▶ _PASSAGE SHOWN_:
╔══
HSE facing new financial crisis

Major pressures on the HSE budget for this year have been revealed in the health executive's first financial performance report published since the lifting of the IMPACT union's industrial action.

The HSE, in the report, admits that severe budget cuts are affecting services on the ground, that hospitals are running up large deficits, and has expressed concern about the effects of the controversial recruitment moratorium.

It has also warned that recruitment of additional key staff for vital services is under threat.

This is the health executive's first financial update report since the IMPACT action halted collection of financial data earlier this year.

The new figures indicate that further severe health service cuts are looming as the HSE tries to live within a vastly reduced budget which is already under serious pressure with less than half the year gone.

The performance report shows the HSE had a deficit of €109 million in its budget at the end of April, and the report admits that the budget reduction of €1.2 billion at the start of the year has meant that services are struggling to meet the budget levels set.

It says there is a particular problem with hospitals running over their budgets. Already, some hospitals have started closing beds.
╚══
(Stored records)
╔══
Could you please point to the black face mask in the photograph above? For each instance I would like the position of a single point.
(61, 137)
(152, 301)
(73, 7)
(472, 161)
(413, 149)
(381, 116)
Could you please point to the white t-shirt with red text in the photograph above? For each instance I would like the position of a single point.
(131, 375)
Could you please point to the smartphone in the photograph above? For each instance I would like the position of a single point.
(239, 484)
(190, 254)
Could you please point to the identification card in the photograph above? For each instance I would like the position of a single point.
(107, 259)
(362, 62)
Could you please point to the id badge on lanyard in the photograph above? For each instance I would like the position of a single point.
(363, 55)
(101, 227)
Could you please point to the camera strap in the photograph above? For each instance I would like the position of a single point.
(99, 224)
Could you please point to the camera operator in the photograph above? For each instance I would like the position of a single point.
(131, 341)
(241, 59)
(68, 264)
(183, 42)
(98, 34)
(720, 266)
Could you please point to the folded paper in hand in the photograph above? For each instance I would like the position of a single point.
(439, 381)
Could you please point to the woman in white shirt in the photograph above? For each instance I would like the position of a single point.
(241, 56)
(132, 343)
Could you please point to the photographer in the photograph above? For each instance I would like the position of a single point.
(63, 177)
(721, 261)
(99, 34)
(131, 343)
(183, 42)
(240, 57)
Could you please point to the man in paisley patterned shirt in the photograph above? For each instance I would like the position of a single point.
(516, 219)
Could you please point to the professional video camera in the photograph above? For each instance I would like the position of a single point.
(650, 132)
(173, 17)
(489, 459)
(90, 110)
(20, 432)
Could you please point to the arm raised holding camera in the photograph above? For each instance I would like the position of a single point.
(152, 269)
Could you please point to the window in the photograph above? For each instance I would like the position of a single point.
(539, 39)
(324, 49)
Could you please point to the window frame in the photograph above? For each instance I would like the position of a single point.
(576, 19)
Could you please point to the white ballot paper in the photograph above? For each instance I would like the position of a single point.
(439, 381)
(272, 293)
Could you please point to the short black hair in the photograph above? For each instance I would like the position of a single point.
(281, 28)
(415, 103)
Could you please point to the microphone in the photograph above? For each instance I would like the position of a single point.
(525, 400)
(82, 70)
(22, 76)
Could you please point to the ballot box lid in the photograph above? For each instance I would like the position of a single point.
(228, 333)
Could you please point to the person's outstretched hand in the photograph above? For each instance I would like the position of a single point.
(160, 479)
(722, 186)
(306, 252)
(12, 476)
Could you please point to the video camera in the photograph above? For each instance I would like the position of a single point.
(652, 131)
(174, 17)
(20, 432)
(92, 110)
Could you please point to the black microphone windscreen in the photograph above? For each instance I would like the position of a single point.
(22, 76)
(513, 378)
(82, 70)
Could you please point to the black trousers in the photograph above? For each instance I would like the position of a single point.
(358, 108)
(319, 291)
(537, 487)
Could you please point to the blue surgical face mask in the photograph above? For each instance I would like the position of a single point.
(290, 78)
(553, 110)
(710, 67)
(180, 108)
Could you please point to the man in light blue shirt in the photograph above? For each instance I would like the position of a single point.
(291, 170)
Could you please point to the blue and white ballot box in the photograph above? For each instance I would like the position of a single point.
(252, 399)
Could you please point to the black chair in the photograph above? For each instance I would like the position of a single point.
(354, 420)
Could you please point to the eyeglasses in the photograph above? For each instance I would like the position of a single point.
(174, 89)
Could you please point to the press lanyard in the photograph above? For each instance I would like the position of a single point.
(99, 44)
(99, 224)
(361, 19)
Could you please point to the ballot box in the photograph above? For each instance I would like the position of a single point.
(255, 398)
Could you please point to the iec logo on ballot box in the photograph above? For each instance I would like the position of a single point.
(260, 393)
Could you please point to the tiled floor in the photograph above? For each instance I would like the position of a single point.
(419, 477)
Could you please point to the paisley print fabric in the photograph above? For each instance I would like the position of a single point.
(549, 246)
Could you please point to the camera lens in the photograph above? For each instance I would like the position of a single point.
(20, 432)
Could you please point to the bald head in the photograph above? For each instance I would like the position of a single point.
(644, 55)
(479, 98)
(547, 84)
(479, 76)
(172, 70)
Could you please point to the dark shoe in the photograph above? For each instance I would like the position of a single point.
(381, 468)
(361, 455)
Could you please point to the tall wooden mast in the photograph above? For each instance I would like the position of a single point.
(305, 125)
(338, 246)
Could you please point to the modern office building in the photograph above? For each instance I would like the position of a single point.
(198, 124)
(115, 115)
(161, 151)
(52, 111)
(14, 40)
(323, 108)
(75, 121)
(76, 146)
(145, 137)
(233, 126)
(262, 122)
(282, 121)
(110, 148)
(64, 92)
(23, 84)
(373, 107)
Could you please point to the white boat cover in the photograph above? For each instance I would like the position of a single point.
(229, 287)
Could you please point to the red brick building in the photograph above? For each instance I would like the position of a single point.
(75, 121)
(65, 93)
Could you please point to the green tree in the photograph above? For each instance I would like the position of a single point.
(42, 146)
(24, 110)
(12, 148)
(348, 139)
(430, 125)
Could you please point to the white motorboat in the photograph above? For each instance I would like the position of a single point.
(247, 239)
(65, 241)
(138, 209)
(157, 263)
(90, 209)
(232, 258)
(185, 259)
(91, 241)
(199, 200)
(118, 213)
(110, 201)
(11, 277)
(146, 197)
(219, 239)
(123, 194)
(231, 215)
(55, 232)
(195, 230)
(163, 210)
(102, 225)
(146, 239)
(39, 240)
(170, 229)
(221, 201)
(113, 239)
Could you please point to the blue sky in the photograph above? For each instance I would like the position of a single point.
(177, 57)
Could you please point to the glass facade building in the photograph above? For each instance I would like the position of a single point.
╚══
▶ _WORK TO BE COMPLETED_:
Reproduce the portion of the article about the HSE's finances between "HSE facing new" and "union's industrial action.", inclusive. Rely only on the article about the HSE's finances.

▶ _PROBLEM SOLUTION_:
HSE facing new financial crisis

Major pressures on the HSE budget for this year have been revealed in the health executive's first financial performance report published since the lifting of the IMPACT union's industrial action.